───── The data ─────

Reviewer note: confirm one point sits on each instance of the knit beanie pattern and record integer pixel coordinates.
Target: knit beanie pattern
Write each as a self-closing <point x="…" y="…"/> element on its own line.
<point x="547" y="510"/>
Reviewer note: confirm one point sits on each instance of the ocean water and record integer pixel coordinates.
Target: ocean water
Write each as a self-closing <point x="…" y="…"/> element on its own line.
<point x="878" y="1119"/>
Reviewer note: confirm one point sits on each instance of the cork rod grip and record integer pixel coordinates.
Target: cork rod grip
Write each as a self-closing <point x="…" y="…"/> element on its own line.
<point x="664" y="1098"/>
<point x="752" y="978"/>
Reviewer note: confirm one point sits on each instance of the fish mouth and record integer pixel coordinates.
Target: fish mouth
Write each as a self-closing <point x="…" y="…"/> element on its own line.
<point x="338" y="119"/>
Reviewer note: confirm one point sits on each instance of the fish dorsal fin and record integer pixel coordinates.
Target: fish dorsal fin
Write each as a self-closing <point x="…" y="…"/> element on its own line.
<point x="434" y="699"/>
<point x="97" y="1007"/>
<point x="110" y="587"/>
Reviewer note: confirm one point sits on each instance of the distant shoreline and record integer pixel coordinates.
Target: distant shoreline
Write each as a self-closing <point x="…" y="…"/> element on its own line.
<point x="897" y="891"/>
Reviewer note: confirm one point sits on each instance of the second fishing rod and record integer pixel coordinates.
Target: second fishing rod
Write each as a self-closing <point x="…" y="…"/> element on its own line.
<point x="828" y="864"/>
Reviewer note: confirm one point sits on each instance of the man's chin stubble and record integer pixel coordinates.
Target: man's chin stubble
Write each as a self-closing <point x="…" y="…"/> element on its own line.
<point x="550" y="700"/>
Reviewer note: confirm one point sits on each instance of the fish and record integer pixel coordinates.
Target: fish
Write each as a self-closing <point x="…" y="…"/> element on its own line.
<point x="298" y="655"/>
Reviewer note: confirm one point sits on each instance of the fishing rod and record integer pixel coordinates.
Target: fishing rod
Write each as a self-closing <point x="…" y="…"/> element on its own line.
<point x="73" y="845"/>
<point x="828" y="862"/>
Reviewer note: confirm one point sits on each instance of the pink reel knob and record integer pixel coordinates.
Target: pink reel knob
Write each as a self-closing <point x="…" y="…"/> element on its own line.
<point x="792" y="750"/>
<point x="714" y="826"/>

─────

## Stated problem
Convert every line of the entries above into a JSON list of strings, one string per line, and leave out any blank lines.

## Solved problem
[
  "Reviewer note: confirm one point sits on each instance of the knit beanie pattern and record integer pixel coordinates.",
  "Target: knit beanie pattern",
  "Write each as a self-closing <point x=\"…\" y=\"…\"/> element on its own line.",
  "<point x=\"547\" y=\"510\"/>",
  "Reviewer note: confirm one point sits on each instance of the ocean water and record integer pixel coordinates.",
  "Target: ocean water",
  "Write each as a self-closing <point x=\"…\" y=\"…\"/> element on its own line.",
  "<point x=\"878\" y=\"1119\"/>",
  "Reviewer note: confirm one point sits on each instance of the cork rod grip and record integer pixel coordinates.",
  "Target: cork rod grip",
  "Write each as a self-closing <point x=\"…\" y=\"…\"/> element on its own line.",
  "<point x=\"664\" y=\"1098\"/>",
  "<point x=\"752\" y=\"978\"/>",
  "Reviewer note: confirm one point sits on each instance of the fish mouth and record integer pixel coordinates.",
  "Target: fish mouth",
  "Write each as a self-closing <point x=\"…\" y=\"…\"/> element on its own line.",
  "<point x=\"338\" y=\"119\"/>",
  "Reviewer note: confirm one point sits on each instance of the fish dorsal fin and record integer pixel coordinates.",
  "Target: fish dorsal fin",
  "Write each as a self-closing <point x=\"…\" y=\"…\"/> element on its own line.",
  "<point x=\"434\" y=\"699\"/>",
  "<point x=\"97\" y=\"1007\"/>",
  "<point x=\"110\" y=\"587\"/>",
  "Reviewer note: confirm one point sits on each instance of the distant shoreline and record integer pixel coordinates.",
  "Target: distant shoreline",
  "Write each as a self-closing <point x=\"…\" y=\"…\"/> element on its own line.",
  "<point x=\"897\" y=\"891\"/>",
  "Reviewer note: confirm one point sits on each instance of the second fishing rod and record integer pixel coordinates.",
  "Target: second fishing rod",
  "Write each as a self-closing <point x=\"…\" y=\"…\"/> element on its own line.",
  "<point x=\"828\" y=\"864\"/>",
  "Reviewer note: confirm one point sits on each instance of the man's chin stubble and record integer pixel coordinates.",
  "Target: man's chin stubble",
  "Write each as a self-closing <point x=\"…\" y=\"…\"/> element on its own line.",
  "<point x=\"550\" y=\"700\"/>",
  "Reviewer note: confirm one point sits on each instance of the fish and record integer pixel coordinates.",
  "Target: fish",
  "Write each as a self-closing <point x=\"…\" y=\"…\"/> element on its own line.",
  "<point x=\"298\" y=\"655\"/>",
  "Reviewer note: confirm one point sits on each instance of the fishing rod and record integer pixel coordinates.",
  "Target: fishing rod",
  "Write each as a self-closing <point x=\"…\" y=\"…\"/> element on its own line.",
  "<point x=\"73\" y=\"845\"/>",
  "<point x=\"828\" y=\"862\"/>",
  "Reviewer note: confirm one point sits on each instance of the pink reel knob and record integer pixel coordinates.",
  "Target: pink reel knob",
  "Write each as a self-closing <point x=\"…\" y=\"…\"/> element on its own line.",
  "<point x=\"792\" y=\"750\"/>",
  "<point x=\"714\" y=\"826\"/>"
]